Your goal:
For the data below, report only the number of lines containing the string "edge".

Items from a data source:
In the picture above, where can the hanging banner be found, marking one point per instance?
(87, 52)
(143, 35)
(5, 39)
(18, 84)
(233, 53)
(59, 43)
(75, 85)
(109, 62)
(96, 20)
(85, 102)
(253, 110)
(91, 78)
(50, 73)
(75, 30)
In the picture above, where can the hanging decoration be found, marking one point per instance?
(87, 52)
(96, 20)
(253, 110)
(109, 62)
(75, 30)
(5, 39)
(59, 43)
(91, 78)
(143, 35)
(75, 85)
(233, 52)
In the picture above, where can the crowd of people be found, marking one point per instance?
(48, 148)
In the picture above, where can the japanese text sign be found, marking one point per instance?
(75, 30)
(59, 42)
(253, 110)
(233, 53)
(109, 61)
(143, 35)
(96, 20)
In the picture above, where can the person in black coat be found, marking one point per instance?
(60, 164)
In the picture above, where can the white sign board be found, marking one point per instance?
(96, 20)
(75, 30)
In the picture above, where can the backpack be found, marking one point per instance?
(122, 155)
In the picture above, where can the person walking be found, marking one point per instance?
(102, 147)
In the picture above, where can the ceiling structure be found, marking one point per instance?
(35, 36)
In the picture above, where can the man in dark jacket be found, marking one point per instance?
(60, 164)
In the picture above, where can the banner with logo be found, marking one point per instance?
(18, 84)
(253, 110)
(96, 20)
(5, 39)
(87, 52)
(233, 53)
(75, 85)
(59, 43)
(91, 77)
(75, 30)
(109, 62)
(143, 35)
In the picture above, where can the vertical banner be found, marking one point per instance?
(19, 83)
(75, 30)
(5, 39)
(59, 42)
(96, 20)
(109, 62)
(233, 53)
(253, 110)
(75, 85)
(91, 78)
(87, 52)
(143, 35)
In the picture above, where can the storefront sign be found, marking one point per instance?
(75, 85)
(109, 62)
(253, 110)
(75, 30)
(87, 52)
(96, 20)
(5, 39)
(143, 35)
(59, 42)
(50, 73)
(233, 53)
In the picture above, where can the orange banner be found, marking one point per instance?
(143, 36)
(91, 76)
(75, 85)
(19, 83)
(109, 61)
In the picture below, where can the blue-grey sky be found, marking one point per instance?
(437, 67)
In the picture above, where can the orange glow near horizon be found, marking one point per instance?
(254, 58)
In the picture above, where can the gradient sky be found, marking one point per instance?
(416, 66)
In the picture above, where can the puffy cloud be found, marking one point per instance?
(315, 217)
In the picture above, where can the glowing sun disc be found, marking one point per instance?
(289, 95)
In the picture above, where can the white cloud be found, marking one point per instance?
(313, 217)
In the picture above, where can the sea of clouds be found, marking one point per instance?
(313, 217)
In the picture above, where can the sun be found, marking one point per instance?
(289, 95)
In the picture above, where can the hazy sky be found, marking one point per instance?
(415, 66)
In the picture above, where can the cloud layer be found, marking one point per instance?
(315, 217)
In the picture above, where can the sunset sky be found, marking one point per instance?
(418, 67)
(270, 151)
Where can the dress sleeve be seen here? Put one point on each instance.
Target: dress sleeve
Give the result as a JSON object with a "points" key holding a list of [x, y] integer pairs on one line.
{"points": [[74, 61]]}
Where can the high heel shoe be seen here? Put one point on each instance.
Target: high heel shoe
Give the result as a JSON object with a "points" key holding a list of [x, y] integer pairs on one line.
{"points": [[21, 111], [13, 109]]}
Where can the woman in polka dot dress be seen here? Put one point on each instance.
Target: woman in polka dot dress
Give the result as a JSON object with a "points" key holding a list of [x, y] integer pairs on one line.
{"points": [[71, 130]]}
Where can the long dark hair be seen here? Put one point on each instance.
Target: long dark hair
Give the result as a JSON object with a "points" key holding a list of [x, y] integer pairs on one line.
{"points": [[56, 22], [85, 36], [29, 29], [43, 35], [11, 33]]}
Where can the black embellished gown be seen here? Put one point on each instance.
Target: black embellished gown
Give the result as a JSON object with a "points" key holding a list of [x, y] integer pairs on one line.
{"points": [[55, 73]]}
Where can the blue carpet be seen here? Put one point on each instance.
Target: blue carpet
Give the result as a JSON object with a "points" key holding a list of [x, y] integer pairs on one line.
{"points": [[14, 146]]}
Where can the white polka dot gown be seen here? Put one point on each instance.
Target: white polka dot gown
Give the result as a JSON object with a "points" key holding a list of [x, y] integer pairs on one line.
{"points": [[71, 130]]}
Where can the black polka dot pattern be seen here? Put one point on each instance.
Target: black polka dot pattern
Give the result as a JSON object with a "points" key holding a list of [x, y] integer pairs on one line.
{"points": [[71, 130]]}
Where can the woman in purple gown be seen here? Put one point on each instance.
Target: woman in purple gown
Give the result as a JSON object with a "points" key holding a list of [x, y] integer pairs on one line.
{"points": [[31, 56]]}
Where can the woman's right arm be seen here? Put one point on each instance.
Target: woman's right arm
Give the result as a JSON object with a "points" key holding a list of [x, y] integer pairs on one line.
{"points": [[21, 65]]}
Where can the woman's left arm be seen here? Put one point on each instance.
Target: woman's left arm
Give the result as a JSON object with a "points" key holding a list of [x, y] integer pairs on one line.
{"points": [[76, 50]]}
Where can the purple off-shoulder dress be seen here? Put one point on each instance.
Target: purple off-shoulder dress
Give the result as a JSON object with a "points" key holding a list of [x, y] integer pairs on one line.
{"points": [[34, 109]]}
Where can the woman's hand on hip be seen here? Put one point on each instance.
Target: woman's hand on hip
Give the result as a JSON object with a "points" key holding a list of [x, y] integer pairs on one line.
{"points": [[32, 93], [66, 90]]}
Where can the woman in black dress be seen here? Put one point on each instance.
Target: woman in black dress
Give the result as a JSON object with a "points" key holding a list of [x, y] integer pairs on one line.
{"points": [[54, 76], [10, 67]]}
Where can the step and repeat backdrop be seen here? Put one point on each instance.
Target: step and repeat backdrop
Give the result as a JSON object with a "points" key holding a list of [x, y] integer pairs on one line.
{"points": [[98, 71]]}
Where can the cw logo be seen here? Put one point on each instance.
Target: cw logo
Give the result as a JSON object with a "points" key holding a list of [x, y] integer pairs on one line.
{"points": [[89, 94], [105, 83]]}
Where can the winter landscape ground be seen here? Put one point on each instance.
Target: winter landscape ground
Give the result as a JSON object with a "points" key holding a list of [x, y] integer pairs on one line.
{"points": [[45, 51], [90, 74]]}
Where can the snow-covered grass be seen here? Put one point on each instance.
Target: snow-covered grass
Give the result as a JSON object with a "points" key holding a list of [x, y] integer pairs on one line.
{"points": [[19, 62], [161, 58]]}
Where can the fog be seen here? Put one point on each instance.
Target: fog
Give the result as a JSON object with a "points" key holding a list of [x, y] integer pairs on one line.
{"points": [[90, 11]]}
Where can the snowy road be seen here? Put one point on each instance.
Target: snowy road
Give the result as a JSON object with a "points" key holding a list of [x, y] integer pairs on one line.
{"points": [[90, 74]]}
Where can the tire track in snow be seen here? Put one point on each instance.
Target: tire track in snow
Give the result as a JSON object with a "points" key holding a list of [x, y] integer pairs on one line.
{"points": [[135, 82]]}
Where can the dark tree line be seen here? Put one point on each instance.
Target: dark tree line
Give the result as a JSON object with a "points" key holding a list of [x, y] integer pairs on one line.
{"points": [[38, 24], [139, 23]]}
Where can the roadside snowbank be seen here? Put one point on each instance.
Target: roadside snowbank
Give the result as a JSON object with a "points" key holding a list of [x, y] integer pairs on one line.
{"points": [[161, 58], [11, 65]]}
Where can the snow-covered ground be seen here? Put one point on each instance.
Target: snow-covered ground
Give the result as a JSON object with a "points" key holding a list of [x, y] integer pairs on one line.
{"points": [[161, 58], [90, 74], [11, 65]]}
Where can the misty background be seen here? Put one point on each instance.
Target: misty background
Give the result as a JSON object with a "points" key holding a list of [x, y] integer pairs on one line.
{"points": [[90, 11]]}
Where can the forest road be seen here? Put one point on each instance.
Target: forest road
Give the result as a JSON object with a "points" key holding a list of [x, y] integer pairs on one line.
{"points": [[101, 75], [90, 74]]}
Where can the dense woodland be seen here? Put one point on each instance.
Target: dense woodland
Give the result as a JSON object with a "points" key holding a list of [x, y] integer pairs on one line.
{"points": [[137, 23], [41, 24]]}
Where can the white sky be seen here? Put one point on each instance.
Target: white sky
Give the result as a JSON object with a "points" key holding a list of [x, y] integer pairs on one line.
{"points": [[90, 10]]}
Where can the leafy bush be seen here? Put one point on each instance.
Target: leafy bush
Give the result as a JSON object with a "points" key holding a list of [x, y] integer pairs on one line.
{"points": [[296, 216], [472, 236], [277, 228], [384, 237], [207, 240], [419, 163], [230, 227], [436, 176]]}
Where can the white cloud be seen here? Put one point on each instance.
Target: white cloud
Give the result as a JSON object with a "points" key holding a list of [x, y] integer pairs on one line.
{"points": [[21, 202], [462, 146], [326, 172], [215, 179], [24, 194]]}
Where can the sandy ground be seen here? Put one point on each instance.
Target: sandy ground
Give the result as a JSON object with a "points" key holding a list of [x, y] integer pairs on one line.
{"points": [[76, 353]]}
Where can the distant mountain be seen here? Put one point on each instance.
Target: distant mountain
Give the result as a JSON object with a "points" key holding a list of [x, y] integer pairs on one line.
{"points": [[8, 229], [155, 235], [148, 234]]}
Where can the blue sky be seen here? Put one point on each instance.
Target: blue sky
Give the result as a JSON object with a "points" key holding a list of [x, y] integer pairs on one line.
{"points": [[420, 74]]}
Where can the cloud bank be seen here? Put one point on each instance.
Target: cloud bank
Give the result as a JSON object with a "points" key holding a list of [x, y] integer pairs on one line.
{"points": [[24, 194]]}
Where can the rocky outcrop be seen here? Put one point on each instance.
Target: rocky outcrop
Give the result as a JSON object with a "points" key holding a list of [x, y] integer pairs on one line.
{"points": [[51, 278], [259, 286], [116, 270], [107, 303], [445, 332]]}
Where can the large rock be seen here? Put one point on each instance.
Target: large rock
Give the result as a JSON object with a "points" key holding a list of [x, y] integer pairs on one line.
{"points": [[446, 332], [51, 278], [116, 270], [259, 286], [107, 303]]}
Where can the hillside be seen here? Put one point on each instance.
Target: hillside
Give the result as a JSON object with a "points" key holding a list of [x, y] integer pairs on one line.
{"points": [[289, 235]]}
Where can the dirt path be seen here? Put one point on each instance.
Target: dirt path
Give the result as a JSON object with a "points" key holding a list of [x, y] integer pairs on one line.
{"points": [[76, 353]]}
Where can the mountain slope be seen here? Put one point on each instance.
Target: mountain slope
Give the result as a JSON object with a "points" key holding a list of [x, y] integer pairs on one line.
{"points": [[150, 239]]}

---

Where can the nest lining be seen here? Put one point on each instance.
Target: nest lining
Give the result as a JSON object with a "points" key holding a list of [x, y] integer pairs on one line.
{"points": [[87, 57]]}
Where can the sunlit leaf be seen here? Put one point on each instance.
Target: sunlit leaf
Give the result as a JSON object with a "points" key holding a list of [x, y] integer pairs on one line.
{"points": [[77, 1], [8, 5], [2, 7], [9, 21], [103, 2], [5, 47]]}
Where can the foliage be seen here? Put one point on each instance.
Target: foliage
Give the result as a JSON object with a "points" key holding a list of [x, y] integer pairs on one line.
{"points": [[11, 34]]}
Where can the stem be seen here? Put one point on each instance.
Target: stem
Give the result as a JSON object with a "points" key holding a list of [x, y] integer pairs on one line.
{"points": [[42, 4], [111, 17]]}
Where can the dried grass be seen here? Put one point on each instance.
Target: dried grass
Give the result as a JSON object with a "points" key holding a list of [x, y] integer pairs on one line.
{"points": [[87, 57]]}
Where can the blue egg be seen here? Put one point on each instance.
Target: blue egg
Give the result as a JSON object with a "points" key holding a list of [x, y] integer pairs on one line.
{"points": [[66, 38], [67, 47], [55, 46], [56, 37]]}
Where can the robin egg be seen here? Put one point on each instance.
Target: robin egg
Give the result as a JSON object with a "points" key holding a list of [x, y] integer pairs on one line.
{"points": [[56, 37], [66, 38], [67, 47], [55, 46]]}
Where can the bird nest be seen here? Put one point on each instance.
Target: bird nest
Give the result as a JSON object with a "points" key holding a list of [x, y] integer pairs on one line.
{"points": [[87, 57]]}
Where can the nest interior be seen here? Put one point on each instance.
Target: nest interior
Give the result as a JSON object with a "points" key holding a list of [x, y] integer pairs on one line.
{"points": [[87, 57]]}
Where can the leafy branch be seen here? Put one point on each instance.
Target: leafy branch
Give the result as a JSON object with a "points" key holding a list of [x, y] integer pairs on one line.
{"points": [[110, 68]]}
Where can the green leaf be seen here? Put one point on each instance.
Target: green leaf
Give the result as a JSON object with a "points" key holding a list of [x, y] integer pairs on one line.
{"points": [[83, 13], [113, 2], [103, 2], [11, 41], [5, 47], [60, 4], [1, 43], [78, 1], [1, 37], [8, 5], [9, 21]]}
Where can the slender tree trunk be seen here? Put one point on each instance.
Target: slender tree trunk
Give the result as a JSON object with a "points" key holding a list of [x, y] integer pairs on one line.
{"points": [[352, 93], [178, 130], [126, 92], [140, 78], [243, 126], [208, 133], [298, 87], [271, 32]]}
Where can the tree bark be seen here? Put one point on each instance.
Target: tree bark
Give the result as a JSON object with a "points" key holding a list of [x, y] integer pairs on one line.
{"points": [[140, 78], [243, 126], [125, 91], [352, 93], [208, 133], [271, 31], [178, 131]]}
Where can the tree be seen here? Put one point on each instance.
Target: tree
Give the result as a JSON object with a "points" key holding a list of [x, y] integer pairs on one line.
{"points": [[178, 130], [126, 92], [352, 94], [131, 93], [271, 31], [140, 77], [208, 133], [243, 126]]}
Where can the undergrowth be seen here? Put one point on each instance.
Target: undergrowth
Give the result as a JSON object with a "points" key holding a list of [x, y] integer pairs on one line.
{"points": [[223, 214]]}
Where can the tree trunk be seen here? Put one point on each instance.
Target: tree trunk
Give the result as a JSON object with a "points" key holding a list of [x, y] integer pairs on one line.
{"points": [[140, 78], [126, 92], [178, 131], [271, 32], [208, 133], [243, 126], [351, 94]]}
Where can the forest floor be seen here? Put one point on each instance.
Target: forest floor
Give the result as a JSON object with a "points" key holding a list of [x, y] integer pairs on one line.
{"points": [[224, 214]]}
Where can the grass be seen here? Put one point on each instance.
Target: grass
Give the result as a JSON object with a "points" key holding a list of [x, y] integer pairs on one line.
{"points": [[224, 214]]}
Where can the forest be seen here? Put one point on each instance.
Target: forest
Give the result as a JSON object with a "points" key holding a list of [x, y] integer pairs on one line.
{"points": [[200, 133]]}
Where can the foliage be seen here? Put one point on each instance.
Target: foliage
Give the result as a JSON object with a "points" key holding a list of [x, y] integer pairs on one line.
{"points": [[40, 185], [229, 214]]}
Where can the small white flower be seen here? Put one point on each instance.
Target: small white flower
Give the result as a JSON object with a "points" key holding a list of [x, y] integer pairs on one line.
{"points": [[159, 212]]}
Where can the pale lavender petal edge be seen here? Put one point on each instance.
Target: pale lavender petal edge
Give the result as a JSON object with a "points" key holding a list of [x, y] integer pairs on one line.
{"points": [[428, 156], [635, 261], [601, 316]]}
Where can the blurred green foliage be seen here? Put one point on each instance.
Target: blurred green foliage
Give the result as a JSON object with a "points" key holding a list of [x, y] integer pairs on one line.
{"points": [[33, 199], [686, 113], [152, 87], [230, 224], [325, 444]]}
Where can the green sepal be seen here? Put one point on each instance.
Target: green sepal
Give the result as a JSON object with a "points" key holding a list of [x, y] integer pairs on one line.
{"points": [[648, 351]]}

Output:
2